# Start of Text section

I'm trying to feel out what exactly you are looking for--someone who overtly considers their Christianity as part of their political process or a progressive writer who doesn't focus on or emphasize atheism? Looking for critical theory? Something that fits into feminist/queer theory lens? 

 

Someone like Noam Chomsky comes to mind, who has been critical of more outspoken atheists but is (IIRC) an atheist himself. Kind of feels like what you are looking for.  There are plenty of writers who fit into the armchair political commentary vein (like Krugman I guess) but that's not really my cup of tea. Matt Taibbi writes fun political commentary but I think he's more of in attack mode than you might be interested in.  

 

Zizek is the kind of cliche one you'd hear tossed around at parties. He's hyper critical of the left but his ideas are progressive and interesting.

You can find many conservative thinkers who are not specifically orthodox believers. And at the very least, their views are not specifically religious even if it informs their world view. Bill Kristol is a good example - but there are many like him. (as well as many who are more explicitly religious - like Peter Wehner). In many cases, you find some of these conservative thinkers have explicitly studied Law, History or Philosophy. Many of their political appeals are based on historical thinkers like Edmund Burke (Yuval Levin), Locke, Hobbes, Jefferson, Madison, etc. All of these appeals and ideas have practical applications in modern politics.

# End of Text section
# Start of Information provided

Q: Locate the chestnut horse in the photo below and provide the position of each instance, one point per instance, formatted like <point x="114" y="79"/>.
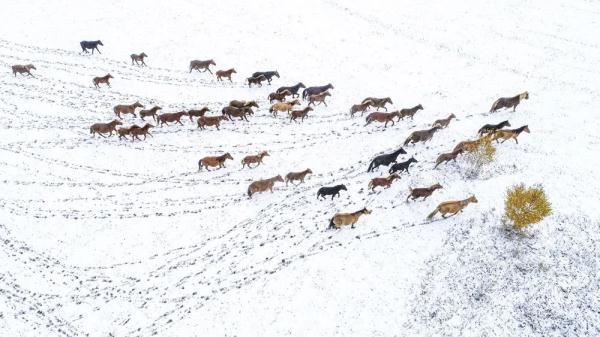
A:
<point x="167" y="118"/>
<point x="127" y="109"/>
<point x="225" y="73"/>
<point x="138" y="58"/>
<point x="213" y="161"/>
<point x="104" y="79"/>
<point x="23" y="69"/>
<point x="101" y="128"/>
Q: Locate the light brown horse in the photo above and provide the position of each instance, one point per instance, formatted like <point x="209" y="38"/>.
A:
<point x="225" y="73"/>
<point x="386" y="182"/>
<point x="443" y="123"/>
<point x="127" y="109"/>
<point x="170" y="117"/>
<point x="255" y="159"/>
<point x="320" y="98"/>
<point x="410" y="112"/>
<point x="138" y="58"/>
<point x="144" y="130"/>
<point x="422" y="192"/>
<point x="104" y="79"/>
<point x="152" y="112"/>
<point x="199" y="65"/>
<point x="382" y="117"/>
<point x="300" y="114"/>
<point x="263" y="185"/>
<point x="451" y="207"/>
<point x="360" y="107"/>
<point x="445" y="157"/>
<point x="290" y="177"/>
<point x="343" y="219"/>
<point x="219" y="161"/>
<point x="215" y="121"/>
<point x="256" y="80"/>
<point x="283" y="106"/>
<point x="197" y="113"/>
<point x="509" y="134"/>
<point x="279" y="96"/>
<point x="23" y="69"/>
<point x="421" y="136"/>
<point x="101" y="128"/>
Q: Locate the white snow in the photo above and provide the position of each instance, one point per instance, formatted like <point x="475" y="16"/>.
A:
<point x="100" y="236"/>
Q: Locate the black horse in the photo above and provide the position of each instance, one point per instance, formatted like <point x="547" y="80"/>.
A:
<point x="315" y="90"/>
<point x="491" y="128"/>
<point x="402" y="166"/>
<point x="268" y="74"/>
<point x="293" y="89"/>
<point x="85" y="45"/>
<point x="385" y="159"/>
<point x="333" y="191"/>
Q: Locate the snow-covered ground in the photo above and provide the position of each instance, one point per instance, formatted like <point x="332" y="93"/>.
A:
<point x="100" y="236"/>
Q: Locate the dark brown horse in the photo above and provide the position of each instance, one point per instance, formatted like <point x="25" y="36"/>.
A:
<point x="127" y="109"/>
<point x="225" y="73"/>
<point x="100" y="128"/>
<point x="215" y="121"/>
<point x="138" y="58"/>
<point x="104" y="79"/>
<point x="23" y="69"/>
<point x="171" y="117"/>
<point x="201" y="65"/>
<point x="509" y="102"/>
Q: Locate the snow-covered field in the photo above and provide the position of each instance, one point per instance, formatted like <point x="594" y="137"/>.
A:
<point x="100" y="236"/>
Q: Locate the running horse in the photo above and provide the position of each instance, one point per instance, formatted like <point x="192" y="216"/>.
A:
<point x="85" y="45"/>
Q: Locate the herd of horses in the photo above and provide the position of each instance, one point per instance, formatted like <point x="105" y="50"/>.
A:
<point x="316" y="95"/>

# End of Information provided

Write out the passage in the reply about political writers from "I'm trying to" up to and including "be interested in.".

The reply >>
I'm trying to feel out what exactly you are looking for--someone who overtly considers their Christianity as part of their political process or a progressive writer who doesn't focus on or emphasize atheism? Looking for critical theory? Something that fits into feminist/queer theory lens? 

 

Someone like Noam Chomsky comes to mind, who has been critical of more outspoken atheists but is (IIRC) an atheist himself. Kind of feels like what you are looking for.  There are plenty of writers who fit into the armchair political commentary vein (like Krugman I guess) but that's not really my cup of tea. Matt Taibbi writes fun political commentary but I think he's more of in attack mode than you might be interested in.